ACTIVITY: Your answer should consist of each line below that contains the string "shirt".

^^^^^^^^

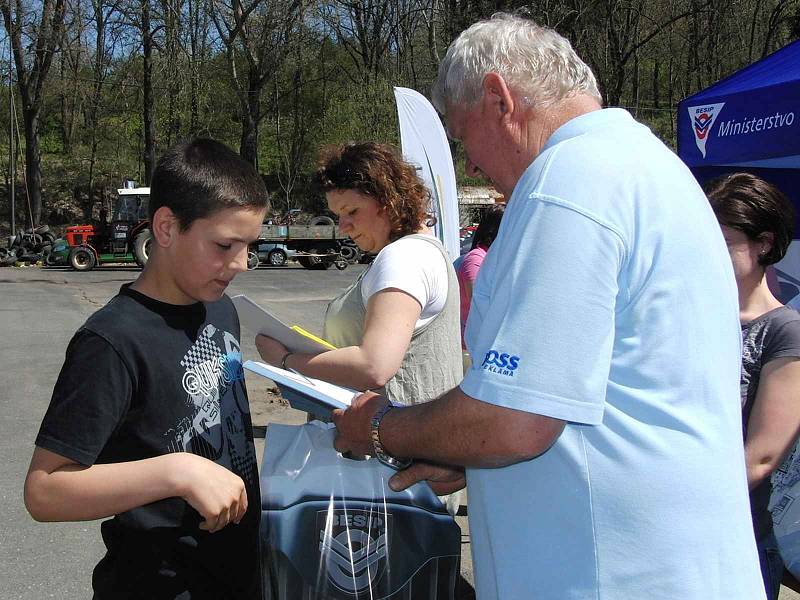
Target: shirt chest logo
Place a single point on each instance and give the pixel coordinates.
(500, 362)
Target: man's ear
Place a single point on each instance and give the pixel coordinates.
(498, 101)
(165, 226)
(767, 240)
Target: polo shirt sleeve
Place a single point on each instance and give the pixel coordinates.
(543, 339)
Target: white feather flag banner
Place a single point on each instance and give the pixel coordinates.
(425, 145)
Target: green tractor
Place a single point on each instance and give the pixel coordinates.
(125, 238)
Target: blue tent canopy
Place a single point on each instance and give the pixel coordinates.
(749, 119)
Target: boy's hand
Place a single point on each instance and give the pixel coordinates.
(270, 349)
(354, 425)
(212, 490)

^^^^^^^^

OUTPUT OF THE EXERCISE:
Target: shirt chest logo
Target: polo shirt sleeve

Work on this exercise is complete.